**EXCERPT TO READ:**
On the day of my college graduation, Dad made his final offer. “It ain’t a bad life. There’s room for you,” he said. He promised an apartment, salary, and respectable office employment suitable for a girl who would never sit in the lead chair. I was dating a hometown boy who was managing the databases and computers in our office. Everything was falling into place, except me.

My older brothers were already scuttling into crawlspaces in search of termites and baiting thousands of rodent stations at the corporate clients whose parking lots we once stalked. They were each carving out territories and arguing over seating arrangements in the board room.

**TASK INSTRUCTIONS:**
Condense the paragraph of the excerpt above that begins "On the day of my college graduation" into a shorter version that keeps its main facts.

Items stored from a collection:

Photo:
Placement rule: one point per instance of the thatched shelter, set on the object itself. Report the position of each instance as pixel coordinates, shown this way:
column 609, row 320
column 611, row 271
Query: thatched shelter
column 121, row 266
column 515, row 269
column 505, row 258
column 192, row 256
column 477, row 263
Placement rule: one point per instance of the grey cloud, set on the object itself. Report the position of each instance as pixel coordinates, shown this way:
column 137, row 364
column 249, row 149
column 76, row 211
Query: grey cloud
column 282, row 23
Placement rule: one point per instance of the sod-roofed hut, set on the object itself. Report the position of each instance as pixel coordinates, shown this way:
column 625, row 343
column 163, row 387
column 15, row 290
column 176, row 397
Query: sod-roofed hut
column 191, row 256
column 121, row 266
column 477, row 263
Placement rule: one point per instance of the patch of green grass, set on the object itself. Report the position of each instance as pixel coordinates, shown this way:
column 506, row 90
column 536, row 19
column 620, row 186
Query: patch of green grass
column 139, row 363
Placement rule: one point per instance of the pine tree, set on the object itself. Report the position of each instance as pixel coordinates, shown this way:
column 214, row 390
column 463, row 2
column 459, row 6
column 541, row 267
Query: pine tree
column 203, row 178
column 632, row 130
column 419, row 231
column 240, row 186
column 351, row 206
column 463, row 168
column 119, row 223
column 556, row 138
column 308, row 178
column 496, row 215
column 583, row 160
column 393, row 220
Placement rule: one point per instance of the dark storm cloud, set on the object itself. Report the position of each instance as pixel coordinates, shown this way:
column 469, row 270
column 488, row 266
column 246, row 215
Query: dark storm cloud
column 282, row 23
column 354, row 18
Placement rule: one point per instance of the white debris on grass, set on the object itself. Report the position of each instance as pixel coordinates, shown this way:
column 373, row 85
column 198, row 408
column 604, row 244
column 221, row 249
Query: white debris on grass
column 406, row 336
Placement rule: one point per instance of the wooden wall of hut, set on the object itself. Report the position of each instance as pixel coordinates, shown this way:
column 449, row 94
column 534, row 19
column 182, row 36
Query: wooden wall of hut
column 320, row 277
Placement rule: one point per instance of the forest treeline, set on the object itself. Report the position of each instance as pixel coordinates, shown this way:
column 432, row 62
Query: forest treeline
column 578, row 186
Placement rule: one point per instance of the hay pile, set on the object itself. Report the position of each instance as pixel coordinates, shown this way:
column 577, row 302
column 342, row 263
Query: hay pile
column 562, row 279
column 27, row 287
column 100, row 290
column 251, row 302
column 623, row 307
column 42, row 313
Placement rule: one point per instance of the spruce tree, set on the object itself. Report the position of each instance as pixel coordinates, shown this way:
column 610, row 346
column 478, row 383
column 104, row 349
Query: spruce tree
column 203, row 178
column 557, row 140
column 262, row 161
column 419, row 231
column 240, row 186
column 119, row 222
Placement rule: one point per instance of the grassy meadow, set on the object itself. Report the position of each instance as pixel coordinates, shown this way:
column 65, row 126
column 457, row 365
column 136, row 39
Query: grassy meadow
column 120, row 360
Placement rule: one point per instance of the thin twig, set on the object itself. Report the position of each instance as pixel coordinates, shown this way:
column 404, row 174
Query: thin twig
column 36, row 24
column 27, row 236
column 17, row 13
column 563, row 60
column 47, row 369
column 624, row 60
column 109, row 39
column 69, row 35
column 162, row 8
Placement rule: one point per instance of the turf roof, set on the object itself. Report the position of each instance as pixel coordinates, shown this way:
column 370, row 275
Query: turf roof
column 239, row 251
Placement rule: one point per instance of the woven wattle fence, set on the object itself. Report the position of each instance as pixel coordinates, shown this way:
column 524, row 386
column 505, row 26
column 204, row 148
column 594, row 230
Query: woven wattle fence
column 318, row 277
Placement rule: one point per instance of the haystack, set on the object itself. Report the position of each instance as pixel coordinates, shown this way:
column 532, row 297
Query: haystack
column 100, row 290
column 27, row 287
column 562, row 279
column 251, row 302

**WORKED ANSWER:**
At my college graduation, Dad made his final offer: an apartment, a salary, and a respectable office job suited to a girl who would never sit in the lead chair. I was dating a hometown boy who managed our office's databases and computers. Everything was falling into place except me.